__MATERIAL PROVIDED__.

----------

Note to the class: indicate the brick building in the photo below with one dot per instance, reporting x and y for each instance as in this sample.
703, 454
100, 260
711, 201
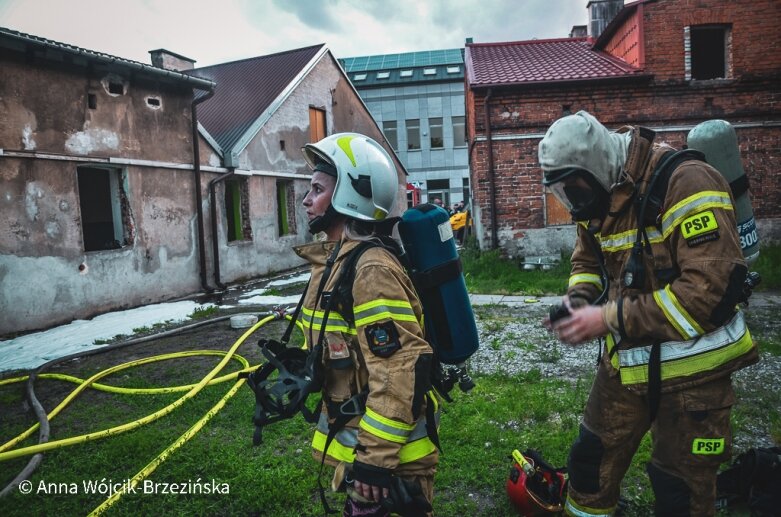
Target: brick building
664, 64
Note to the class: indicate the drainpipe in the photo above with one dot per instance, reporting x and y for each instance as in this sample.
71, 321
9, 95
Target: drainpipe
215, 241
491, 179
198, 193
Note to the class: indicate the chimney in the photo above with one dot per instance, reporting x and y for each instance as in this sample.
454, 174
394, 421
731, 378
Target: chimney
162, 58
601, 13
579, 31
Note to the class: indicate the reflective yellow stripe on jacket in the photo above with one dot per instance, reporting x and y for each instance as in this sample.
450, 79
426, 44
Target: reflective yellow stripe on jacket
691, 205
676, 314
683, 358
314, 320
585, 278
381, 309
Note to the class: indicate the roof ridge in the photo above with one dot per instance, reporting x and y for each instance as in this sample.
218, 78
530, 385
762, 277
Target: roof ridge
528, 42
275, 54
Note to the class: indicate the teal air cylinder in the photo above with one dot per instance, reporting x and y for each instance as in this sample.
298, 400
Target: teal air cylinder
435, 267
717, 140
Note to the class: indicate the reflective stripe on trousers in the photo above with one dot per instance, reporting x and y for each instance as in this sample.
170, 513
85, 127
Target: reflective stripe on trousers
682, 358
342, 447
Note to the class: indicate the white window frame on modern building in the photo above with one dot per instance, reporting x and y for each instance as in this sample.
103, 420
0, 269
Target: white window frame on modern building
697, 51
413, 134
390, 129
436, 136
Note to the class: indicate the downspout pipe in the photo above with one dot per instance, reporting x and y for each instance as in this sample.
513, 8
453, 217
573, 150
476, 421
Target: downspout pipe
215, 240
491, 176
198, 191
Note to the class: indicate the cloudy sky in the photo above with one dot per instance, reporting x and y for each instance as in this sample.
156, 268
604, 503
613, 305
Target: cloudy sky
217, 31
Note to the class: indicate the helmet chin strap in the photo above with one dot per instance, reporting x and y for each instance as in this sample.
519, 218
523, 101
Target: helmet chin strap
322, 222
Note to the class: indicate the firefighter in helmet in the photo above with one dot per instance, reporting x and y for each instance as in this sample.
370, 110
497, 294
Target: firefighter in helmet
673, 333
379, 418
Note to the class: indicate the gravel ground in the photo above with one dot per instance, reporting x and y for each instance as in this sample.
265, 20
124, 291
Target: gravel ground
513, 341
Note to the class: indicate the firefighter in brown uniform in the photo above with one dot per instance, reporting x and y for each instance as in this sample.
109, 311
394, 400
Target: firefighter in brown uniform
673, 331
376, 363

----------

__EXERCISE BRIEF__. Rewrite all the items above, replacing "dot" with "point" wherever it occurs and leaving everything else unchanged. Leave the pictures out of your answer.

__REPLY TO THE EXERCISE__.
Note to the class: indicate the brick building in the photo below with one point per instance, reporting x and y for each instance as in this sample.
703, 454
100, 260
711, 201
Target: brick building
664, 64
Note to the class: indicate the drainpipe in the photo above with one point per instance, reporting x and y for each instance as in this sample.
71, 321
9, 95
Target: drainpipe
215, 241
491, 179
198, 193
Note to the class: indicate the chimney in the photo above with one point per instance, reporting x and y for each instance as in this sample.
454, 174
394, 421
731, 378
Target: chimney
162, 58
601, 13
579, 31
Note to the class: indicate the reflective yellow stripe on jacket in the photo above with one point per instance, reporting x and y for each instance as in this sample.
450, 79
426, 44
Target: reflective yellow stripe on jacket
691, 205
676, 314
683, 358
314, 320
585, 278
381, 309
Note to the class: indicate the roof ridge in the photo above with one point per instance, reporting x and y for each instance as in this sample.
218, 78
530, 385
762, 277
Target: roof ridge
528, 42
275, 54
Note to the class: indicate the teal air cylinder in the photo above with one point per instance, reporting x and y for each instance as in this sample.
298, 400
Target: teal air cylinder
435, 267
717, 140
Note to the class: indicate the reflective stripe on trousers in the photo above with one point per instance, reporting x and y for each instance as in this sample.
170, 513
85, 127
Target: reflective stripe on trousers
682, 358
342, 447
Note to the class: indicate the white window frame on modern building in the photo above with one point per instance, reporting x and y for each instance as in this sample.
103, 420
0, 269
Target: white window frame on modern building
697, 51
413, 134
390, 129
436, 136
Note to the class: indicate the downspout pipe in the photo above with one point per instance, reporting x and y for each instance as in this sample.
513, 8
453, 217
573, 150
476, 421
Target: downspout pipe
215, 240
491, 176
198, 191
Note to the class: indicate the cloudy sky in the photo above with one point per instance, reporting x and y for each instance as in this sample.
156, 268
604, 503
613, 305
Target: cloudy sky
217, 31
Note to the class: indicate the helmet chin strap in the photo above with one point per instance, reporting x and y for each instance as in this sample.
519, 218
523, 101
Target: helmet chin strap
322, 222
Note to the class: indicate the firefighter in helmet in the photo above with one point per instance, reporting x and y for each instance as in this sample.
370, 110
497, 294
Target: firefighter in helmet
673, 333
379, 418
Note to the class: indicate the gravel ground in the photo above with one point per instance, reporting x and y for each instance as in this sample.
265, 20
124, 291
Target: gravel ground
513, 341
Note to the class: indicate the firefighter in brown uniform in the photo above with one point per instance, reporting x and y for each instance as in this sample.
109, 311
394, 400
Target: firefighter in brown uniform
673, 331
376, 363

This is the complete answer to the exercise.